## Dataset records:
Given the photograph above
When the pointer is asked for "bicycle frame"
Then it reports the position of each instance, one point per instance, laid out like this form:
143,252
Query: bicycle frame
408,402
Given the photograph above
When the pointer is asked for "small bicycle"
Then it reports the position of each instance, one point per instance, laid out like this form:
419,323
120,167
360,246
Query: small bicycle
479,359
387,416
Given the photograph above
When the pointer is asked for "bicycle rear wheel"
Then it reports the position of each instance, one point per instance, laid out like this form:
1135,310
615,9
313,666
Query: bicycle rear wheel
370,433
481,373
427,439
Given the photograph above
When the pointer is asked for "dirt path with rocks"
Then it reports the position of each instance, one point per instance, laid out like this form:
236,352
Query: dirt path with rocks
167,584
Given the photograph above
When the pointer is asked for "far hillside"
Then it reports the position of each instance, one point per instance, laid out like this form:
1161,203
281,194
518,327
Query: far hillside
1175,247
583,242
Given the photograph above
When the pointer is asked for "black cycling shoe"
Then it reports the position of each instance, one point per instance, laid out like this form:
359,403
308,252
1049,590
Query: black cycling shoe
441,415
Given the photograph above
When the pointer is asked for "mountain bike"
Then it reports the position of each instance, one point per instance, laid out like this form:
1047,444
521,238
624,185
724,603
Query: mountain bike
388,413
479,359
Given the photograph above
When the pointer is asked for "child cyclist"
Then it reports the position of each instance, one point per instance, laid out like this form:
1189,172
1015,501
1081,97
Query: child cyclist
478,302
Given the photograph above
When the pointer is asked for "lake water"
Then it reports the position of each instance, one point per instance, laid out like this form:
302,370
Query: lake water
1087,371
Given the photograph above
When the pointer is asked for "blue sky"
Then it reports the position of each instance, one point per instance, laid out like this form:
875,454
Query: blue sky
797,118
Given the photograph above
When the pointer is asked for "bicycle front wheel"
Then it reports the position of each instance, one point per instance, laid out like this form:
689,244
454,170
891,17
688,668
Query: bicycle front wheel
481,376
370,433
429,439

## Exercise directions:
Print out the whole listing, with every line exactly as it appears.

## Written answer:
Given the photograph above
When the pointer is asked for "bicycle frame"
Then it reports the position of each instance, one point per instance, laid out like this form:
143,252
Query: bicycle frame
408,402
Given the photograph above
When the pointer is asked for "small bicycle"
Then it reports the position of each instance, one point per instance, laid out like this form:
419,323
120,167
360,246
Query: small bicycle
479,359
387,416
Given the photograph above
When the pointer is asked for "bicycle rear wheel"
Then it reports the position of each instance, one point per instance, laid out like this form:
1135,310
615,9
313,666
Query: bicycle rear wheel
370,433
481,373
427,439
Given the photograph above
When the pointer is asked for "dirt path with rocks"
Then it reports the position of each instance, one point per instance, laid out like this form:
236,352
Query: dirt path with rocks
167,584
Given the photograph above
When the pointer is asked for "far hillside"
Then it reports the position of each instance, one point per instance, laid out like this form:
1161,203
281,194
518,327
Query: far hillside
1175,247
583,242
Given the photograph above
When the pointer is asked for "black cycling shoe"
Then it reports the position of each instance, one point per instance, laid out like this form:
359,403
308,252
1049,590
Query: black cycling shoe
441,415
Given the photograph above
When the pointer is asked for "mountain bike"
Then it reports the position of each instance, one point per instance, laid out like this form:
1047,444
521,238
624,185
724,603
Query: mountain bike
388,413
479,359
Given the photograph above
When the pointer is asked for "child cyclist"
Then it reports the position of each instance, one point per instance, laid out like this form:
1189,172
1015,501
1081,97
Query: child cyclist
478,302
Given the photograph above
When the pointer is asked for "lake water"
Then it reports the position of each instance, one point per instance, laid out like this form:
302,370
Query: lake water
1087,371
Given the photograph above
When the pointer is asked for "blue sky"
Then it reports the position of each instance, one point per instance, laid out like this form:
875,454
Query: blue sky
797,118
Given the photograph above
When the pointer is asked for "bicycle front wheel"
Then it reports the position of each instance, one point per instance, laid out like this form:
689,244
454,170
891,17
688,668
Query: bicycle front wheel
481,376
370,433
429,439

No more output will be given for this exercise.